**WHAT IS EXPECTED:** From the records below, extract the lines from the one containing "Could you kindly segment every instance of the embossed" through the one containing "212 0 L 202", both included, and reproduce them without alteration.

━━━━

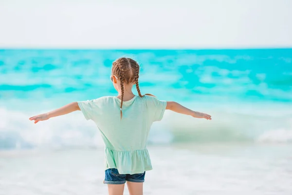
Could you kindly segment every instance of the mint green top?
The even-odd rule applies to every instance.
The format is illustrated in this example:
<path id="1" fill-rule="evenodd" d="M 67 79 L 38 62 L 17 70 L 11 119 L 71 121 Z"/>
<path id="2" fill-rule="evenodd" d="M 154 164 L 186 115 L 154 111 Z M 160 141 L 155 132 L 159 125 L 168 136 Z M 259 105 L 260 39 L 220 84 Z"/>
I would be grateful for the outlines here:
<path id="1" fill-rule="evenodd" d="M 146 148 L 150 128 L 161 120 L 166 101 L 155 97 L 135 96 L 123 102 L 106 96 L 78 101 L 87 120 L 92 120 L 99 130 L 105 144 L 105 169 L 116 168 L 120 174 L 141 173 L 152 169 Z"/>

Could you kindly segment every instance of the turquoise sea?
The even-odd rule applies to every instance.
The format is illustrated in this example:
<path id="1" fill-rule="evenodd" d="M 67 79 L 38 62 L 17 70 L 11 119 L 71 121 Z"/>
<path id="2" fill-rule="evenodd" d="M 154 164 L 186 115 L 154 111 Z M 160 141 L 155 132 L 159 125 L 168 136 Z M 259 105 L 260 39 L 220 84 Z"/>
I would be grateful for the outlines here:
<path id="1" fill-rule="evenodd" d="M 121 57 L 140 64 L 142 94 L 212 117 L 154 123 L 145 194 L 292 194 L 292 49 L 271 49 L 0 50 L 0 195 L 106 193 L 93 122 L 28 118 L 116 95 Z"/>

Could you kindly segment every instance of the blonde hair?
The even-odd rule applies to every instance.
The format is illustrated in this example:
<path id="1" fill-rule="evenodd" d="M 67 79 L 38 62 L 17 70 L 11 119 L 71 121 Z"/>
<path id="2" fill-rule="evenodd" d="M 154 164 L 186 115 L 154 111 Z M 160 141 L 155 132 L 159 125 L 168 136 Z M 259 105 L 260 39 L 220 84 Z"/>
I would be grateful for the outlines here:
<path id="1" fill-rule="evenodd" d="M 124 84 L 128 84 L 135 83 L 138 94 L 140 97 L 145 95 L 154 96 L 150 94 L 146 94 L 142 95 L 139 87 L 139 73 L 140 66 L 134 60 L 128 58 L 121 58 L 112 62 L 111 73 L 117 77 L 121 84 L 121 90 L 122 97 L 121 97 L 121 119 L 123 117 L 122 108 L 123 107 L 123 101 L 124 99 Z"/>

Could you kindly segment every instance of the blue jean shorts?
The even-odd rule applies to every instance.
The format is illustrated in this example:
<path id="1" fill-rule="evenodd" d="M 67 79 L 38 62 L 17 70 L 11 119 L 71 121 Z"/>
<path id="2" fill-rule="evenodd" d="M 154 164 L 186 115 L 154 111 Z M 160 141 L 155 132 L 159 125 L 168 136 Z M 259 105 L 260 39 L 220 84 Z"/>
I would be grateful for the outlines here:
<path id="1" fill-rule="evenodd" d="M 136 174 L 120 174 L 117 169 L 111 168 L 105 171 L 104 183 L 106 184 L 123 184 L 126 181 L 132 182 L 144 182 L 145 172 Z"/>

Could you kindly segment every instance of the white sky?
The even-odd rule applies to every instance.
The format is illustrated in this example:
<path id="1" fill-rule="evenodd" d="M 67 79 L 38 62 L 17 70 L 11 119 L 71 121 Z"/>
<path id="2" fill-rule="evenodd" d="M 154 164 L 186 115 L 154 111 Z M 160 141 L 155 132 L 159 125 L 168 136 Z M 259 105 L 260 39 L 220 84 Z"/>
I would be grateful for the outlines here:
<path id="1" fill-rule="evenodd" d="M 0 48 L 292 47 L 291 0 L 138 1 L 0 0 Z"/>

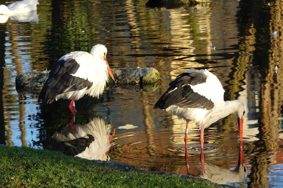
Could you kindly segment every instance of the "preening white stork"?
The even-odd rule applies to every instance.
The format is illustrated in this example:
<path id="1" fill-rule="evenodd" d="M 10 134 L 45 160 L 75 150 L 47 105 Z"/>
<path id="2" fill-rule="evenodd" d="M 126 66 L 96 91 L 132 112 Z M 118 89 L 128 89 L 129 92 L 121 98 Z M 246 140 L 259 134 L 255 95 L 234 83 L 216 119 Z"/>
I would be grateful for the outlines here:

━━━━

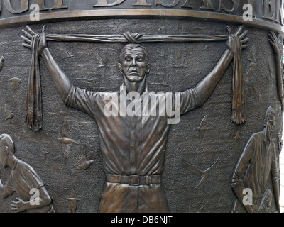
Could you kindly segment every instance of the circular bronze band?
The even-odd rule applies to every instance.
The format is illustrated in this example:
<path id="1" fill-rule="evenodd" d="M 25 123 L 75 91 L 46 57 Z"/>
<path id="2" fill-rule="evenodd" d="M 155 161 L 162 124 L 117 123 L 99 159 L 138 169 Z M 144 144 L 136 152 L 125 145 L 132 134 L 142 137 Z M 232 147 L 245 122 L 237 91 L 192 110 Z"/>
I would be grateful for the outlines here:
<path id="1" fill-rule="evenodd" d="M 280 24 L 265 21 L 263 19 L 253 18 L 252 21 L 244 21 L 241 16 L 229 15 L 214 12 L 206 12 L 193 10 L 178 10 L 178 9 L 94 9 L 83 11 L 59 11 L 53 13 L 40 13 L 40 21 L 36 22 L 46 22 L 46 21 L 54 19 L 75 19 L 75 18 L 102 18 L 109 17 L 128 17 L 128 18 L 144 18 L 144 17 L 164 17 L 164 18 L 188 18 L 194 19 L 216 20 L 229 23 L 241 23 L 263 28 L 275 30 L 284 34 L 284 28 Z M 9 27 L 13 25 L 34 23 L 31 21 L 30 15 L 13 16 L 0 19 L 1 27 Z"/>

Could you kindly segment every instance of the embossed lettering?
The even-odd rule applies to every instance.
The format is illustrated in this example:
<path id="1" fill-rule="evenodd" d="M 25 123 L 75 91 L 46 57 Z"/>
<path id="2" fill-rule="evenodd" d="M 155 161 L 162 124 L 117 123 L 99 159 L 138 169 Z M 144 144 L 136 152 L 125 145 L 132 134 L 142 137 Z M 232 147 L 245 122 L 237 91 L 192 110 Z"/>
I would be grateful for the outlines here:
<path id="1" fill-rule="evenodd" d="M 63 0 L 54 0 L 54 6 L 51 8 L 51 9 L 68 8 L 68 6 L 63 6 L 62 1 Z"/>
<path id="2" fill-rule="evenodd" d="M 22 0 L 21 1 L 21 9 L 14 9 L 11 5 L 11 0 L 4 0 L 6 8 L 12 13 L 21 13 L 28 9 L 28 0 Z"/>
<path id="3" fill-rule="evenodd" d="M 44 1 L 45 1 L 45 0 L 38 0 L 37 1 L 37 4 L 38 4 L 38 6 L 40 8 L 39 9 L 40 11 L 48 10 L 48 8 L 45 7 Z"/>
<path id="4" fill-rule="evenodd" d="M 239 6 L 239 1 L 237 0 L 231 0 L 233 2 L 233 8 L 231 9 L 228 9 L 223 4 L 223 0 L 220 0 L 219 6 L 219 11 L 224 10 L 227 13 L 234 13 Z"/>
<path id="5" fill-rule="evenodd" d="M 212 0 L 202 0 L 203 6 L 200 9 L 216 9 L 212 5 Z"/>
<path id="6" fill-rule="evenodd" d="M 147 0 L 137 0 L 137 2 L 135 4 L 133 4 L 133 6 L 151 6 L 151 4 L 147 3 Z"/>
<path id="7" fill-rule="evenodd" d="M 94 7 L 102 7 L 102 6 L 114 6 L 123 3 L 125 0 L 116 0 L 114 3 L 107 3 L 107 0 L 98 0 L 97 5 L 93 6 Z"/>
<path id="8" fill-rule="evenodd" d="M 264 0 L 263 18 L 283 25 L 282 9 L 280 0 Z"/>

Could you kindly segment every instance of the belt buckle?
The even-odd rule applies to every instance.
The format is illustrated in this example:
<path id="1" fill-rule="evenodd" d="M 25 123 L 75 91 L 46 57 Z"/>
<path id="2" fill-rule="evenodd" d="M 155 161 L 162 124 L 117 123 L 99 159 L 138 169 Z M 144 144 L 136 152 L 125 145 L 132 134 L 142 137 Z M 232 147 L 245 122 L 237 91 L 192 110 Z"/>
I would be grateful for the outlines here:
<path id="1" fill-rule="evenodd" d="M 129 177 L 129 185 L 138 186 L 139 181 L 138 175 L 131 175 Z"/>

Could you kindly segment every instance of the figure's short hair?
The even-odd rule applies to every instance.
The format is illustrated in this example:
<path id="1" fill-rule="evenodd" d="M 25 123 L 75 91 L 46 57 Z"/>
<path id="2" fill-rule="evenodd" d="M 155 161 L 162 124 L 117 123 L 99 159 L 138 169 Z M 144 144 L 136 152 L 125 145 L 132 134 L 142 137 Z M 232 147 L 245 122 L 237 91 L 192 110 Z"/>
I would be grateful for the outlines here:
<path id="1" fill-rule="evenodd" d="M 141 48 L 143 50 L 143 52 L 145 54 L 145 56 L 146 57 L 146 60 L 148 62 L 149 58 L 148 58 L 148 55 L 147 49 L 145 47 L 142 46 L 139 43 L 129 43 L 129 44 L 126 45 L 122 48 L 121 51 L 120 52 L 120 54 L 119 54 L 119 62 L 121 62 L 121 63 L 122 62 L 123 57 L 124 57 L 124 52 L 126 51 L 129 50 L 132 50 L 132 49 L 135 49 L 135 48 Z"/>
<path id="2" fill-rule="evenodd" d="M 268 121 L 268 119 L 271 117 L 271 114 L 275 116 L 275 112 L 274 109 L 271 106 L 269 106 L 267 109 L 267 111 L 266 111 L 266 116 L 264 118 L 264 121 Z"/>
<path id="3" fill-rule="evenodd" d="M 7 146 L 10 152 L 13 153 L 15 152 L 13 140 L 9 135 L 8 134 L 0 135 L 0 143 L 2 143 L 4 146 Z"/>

━━━━

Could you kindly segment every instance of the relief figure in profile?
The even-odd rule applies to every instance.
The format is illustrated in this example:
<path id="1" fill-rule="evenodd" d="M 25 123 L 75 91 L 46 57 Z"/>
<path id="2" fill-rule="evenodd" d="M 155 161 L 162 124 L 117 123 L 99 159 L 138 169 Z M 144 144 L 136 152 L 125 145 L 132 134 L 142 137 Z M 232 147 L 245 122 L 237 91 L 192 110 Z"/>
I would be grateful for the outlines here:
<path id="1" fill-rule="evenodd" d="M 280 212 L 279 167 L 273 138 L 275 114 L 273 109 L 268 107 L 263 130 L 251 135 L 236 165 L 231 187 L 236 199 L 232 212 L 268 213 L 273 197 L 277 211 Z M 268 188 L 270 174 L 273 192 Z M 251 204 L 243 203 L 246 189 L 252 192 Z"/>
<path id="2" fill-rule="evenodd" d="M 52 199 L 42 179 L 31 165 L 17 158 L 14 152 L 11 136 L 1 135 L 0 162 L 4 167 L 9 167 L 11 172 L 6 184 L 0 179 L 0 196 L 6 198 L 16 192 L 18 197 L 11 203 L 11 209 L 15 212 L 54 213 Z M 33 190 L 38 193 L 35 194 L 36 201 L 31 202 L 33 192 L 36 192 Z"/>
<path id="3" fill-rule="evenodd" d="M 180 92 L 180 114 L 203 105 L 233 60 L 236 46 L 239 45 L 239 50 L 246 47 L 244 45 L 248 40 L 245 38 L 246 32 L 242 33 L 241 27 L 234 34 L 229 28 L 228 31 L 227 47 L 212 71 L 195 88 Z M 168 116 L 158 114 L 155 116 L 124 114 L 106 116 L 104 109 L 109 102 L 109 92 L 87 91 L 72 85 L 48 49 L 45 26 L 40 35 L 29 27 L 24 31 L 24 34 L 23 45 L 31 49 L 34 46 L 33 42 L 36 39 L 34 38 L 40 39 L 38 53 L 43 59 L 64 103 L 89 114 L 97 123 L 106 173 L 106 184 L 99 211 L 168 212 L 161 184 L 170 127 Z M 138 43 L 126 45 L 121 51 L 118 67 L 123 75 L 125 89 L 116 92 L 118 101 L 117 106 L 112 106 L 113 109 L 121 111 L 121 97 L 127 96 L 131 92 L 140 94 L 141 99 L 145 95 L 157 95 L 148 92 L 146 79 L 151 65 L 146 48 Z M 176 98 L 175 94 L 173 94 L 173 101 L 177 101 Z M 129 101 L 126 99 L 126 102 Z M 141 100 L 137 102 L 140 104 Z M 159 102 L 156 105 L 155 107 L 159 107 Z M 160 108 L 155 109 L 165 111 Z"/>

━━━━

**TASK RESPONSE:**
Could you kindly segment every instance of the embossed lettering?
The even-odd rule applies to every instance.
The format is illustrated in this example:
<path id="1" fill-rule="evenodd" d="M 25 123 L 75 91 L 46 57 Z"/>
<path id="2" fill-rule="evenodd" d="M 155 161 L 162 124 L 117 123 L 99 159 L 138 169 Z M 144 144 L 136 152 L 125 145 L 132 134 L 142 137 Z M 232 147 L 245 122 L 237 91 L 192 110 Z"/>
I would be grateful for the outlines here:
<path id="1" fill-rule="evenodd" d="M 63 0 L 54 0 L 54 6 L 51 8 L 51 9 L 68 8 L 68 6 L 63 6 L 62 1 Z"/>
<path id="2" fill-rule="evenodd" d="M 22 0 L 21 1 L 21 9 L 14 9 L 11 5 L 11 0 L 4 0 L 6 8 L 12 13 L 21 13 L 28 9 L 28 0 Z"/>
<path id="3" fill-rule="evenodd" d="M 44 1 L 45 1 L 45 0 L 38 0 L 37 1 L 37 4 L 38 4 L 38 6 L 40 8 L 39 9 L 40 11 L 48 10 L 48 8 L 45 7 Z"/>
<path id="4" fill-rule="evenodd" d="M 239 6 L 239 1 L 237 0 L 231 0 L 233 2 L 233 8 L 231 9 L 228 9 L 223 4 L 223 0 L 220 0 L 219 6 L 219 11 L 224 10 L 227 13 L 234 13 Z"/>
<path id="5" fill-rule="evenodd" d="M 212 0 L 202 0 L 203 6 L 200 9 L 216 9 L 212 5 Z"/>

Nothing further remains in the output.